* Passage to read *
○ ○ ○

Is Data Science the New Coding?

STEM

Is Data Science the New Coding?

By Nadia Tamez-Robledo     Jul 28, 2021

Is Data Science the New Coding?

There’s been a big push in recent years to get students coding. Before that, the big skill was learning to use word processing software. And before that, typing.

Now there’s a movement to bring the latest futuristic skill into classrooms: data science. It’s one that relies not just on technology but on shaking up math curriculums that have gone unchanged since the Space Race. And advocates argue that schools that teach data science will equip students to navigate a world awash in information like never before.

“We feel like this is a good foundational education that prepares people for life,” says Jeffrey Severts, co-founder and executive director of the nonprofit Center for Radical Innovation for Social Change at the University of Chicago. The center houses Data Science for Everyone, an initiative that provides teaching resources on and promotes data science curriculum in K-12 schools.

It’s not that he’s out to turn every student into a data scientist, he says. “I don’t care if we have more data scientists. Does every kid leave high school with a basic understanding of data? Do they know when to be skeptical? Do they understand the importance of randomization?” Severts says. “Just some really core principles so that they can navigate life better. So when someone says, ‘COVID-19 is no threat to you,’ they can look up the data and come to their own conclusions.”

It Started With a Podcast

When was the last time you needed to calculate the height of a flag pole? Or even thought about the word “numerator”? Compare that to the last time you had to use Excel or make a decision based on data.

That disconnect between the math curriculum faithfully taught in schools across the country and the skills needed in the real world gnawed at the Center for RISC co-founder Steve Levitt, so much so that he made an episode of the hit Freakonomics podcast about it.

○ ○ ○

* Source data *
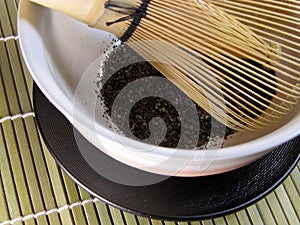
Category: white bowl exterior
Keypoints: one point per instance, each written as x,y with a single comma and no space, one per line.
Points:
58,50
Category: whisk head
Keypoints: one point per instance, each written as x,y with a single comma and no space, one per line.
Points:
237,59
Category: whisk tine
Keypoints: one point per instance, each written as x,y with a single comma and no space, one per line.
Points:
237,59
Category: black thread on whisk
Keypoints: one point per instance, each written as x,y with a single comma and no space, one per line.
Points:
136,14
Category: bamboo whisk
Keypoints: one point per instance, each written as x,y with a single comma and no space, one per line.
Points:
238,60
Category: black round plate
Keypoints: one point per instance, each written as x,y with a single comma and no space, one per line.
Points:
174,198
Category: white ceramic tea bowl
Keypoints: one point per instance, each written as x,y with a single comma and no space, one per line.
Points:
63,58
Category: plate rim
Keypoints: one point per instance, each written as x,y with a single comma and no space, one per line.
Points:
224,212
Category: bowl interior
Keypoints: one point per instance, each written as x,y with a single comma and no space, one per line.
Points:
64,58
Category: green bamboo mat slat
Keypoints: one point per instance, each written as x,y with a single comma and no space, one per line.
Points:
34,190
8,18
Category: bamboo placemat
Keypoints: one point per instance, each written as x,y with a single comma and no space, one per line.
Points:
33,190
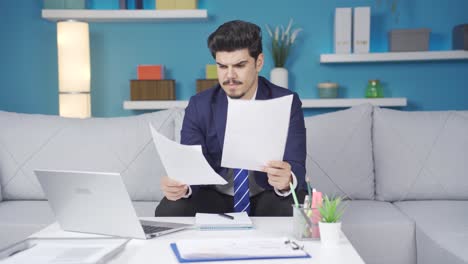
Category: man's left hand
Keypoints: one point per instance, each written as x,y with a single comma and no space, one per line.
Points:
279,174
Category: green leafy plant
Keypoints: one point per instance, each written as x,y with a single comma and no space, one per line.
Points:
282,39
330,210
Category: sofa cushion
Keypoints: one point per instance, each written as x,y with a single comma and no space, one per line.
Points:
420,155
339,152
124,145
441,230
20,219
375,227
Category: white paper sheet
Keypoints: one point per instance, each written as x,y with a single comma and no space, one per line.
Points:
183,163
256,132
217,222
237,248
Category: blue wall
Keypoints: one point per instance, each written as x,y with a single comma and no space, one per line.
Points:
28,53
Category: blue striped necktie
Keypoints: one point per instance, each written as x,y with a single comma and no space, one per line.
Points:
241,191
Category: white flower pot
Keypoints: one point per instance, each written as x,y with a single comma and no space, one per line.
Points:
330,233
279,76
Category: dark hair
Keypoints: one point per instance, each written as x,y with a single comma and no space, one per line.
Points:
236,35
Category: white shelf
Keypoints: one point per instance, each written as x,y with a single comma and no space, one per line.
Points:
306,103
395,56
89,15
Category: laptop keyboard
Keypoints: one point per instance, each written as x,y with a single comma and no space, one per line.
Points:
154,229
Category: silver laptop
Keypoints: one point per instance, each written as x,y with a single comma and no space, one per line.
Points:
98,203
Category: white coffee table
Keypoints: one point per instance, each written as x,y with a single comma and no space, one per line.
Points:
157,250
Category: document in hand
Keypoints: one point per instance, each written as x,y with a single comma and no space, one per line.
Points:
256,132
185,164
235,249
219,221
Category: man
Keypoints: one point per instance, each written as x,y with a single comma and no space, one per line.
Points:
237,48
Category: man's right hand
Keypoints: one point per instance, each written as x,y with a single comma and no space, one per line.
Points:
172,189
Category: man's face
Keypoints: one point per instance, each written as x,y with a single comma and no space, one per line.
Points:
238,73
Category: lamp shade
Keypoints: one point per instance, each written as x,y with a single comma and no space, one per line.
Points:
74,69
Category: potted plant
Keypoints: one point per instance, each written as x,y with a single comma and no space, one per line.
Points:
282,39
330,221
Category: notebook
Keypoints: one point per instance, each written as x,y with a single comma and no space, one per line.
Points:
236,249
218,221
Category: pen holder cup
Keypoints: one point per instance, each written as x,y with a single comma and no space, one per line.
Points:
302,228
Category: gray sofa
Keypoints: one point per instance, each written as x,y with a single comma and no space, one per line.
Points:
405,174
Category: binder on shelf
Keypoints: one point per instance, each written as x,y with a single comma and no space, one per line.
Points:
187,251
165,4
186,4
361,30
343,24
204,84
152,90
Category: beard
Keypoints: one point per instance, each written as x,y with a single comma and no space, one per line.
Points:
232,81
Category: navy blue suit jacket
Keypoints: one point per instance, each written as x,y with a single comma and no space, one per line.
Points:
205,124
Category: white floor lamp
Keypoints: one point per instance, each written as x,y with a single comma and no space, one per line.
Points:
74,69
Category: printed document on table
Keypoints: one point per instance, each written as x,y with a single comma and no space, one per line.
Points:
236,249
256,132
183,163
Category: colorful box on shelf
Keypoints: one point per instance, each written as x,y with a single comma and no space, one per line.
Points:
64,4
176,4
211,72
327,90
150,72
152,90
203,84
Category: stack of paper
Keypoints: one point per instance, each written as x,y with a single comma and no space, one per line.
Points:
216,221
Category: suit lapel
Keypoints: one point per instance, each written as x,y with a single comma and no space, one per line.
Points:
219,109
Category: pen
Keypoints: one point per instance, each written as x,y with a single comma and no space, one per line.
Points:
226,216
296,202
309,192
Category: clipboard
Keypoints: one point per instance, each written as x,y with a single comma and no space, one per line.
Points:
220,256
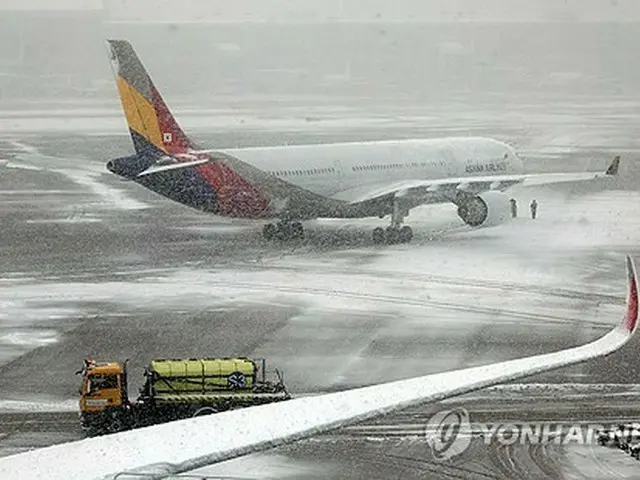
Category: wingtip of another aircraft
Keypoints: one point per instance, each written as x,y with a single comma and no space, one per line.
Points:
630,320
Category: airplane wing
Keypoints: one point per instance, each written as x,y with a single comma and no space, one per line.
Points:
423,189
178,165
184,445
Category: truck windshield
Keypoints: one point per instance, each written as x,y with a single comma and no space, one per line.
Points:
102,382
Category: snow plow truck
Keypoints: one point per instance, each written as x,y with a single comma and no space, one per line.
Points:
173,390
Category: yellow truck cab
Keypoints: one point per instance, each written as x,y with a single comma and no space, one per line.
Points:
103,385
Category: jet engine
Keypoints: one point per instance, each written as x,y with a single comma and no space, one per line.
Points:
485,209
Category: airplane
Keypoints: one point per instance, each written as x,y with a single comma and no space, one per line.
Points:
184,445
290,184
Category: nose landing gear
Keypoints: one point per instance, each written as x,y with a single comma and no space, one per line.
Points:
394,233
283,231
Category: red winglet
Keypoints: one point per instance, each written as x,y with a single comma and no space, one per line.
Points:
630,320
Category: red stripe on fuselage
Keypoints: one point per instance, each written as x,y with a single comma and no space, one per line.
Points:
236,196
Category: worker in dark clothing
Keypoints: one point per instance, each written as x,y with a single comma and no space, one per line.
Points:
514,208
534,209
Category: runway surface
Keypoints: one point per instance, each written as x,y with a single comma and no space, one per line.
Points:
98,267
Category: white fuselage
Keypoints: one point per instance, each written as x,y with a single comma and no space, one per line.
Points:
328,169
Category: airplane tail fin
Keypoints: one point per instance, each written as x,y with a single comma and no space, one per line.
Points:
153,128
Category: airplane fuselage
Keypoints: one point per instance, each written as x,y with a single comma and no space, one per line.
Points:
328,169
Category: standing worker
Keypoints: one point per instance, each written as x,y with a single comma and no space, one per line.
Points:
514,208
534,209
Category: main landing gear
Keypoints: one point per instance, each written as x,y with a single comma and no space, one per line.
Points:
283,231
394,233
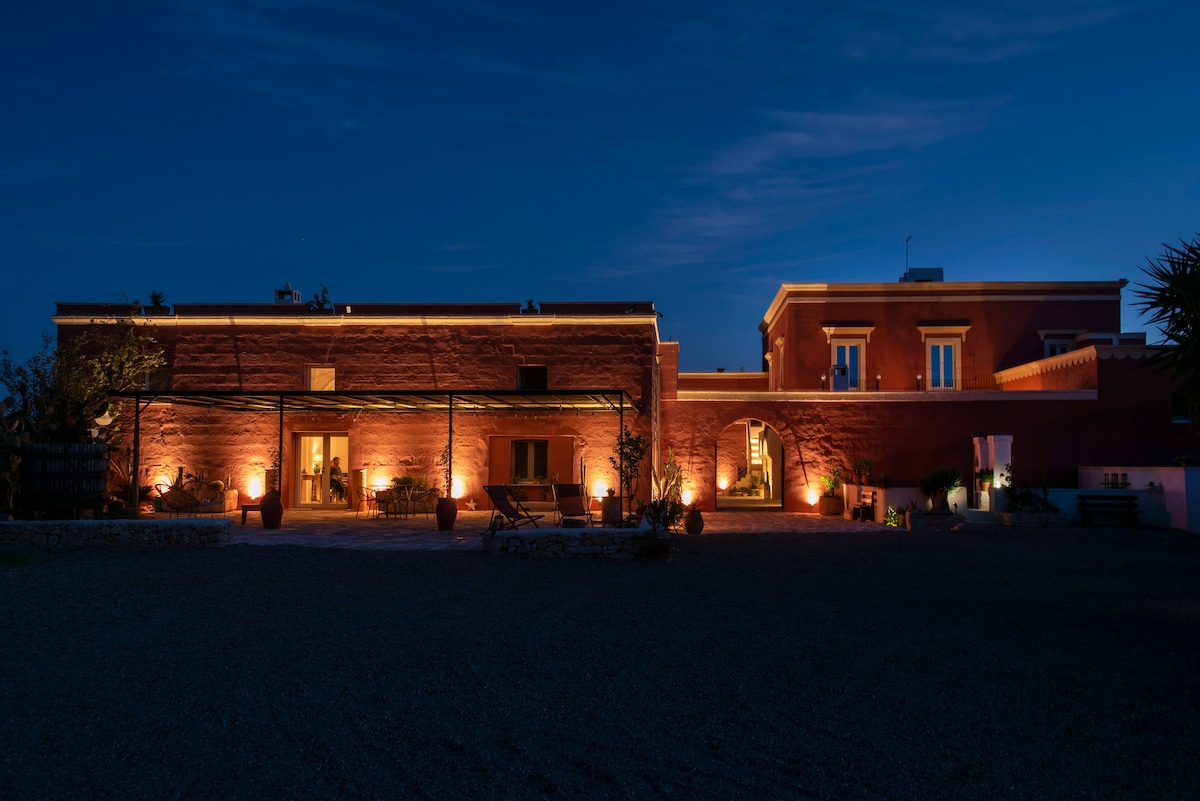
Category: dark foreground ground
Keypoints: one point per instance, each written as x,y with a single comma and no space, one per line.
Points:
876,664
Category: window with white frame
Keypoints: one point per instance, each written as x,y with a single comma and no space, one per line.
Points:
847,354
529,459
943,354
321,378
850,354
943,362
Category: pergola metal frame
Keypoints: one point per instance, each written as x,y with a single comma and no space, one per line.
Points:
384,402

○ ○ ○

* Exercise 1 *
From the data science article above, copy the part that opens with the words containing "When was the" and closes with "based on data.".
* Exercise 2 *
According to the data science article, what initiative does the Center for Radical Innovation for Social Change at the University of Chicago house?
* Exercise 3 *
Continue the article on teaching data science in schools from where it stops.

* Result 1 *
When was the last time you needed to calculate the height of a flag pole? Or even thought about the word “numerator”? Compare that to the last time you had to use Excel or make a decision based on data.

* Result 2 *
Data Science for Everyone

* Result 3 *
Severts co-founded the nonprofit with Levitt about two years ago, meaning their push for data science in K-12 is coming not from an education or mathematics organization but from one focused on social change.

“We try to bring unorthodox creative thinking to difficult social problems,” Severts says, including to the conundrum of why high school students continue to learn the “geometry sandwich” of algebra I, geometry and algebra II that he says was more relevant during the 1950s than today. “We needed to have engineers who would [launch] rockets. Now in a world awash in data, where we’re all carrying around computers in our pockets 10,000 times more powerful, it’s silly to spend time in schools learning about very esoteric geometric, trigonometric and algebraic concepts.”

One class model that Data Science for Everyone puts forth is “merge and purge,” where geometry and algebra II are condensed into half a year each to make room for one year of data science. The goal is to combine statistics and computer programming to teach students how to interpret data in a way that Severts says can be deeply personalized.

“You can use locally-relevant data to tell stories and explain phenomena,” Severts says. “If you’re worried about crime or pollution—or whether small businesses can come back from COVID—you can find [data] from public sources. You can really understand the world around you in a way that’s very relevant to you.”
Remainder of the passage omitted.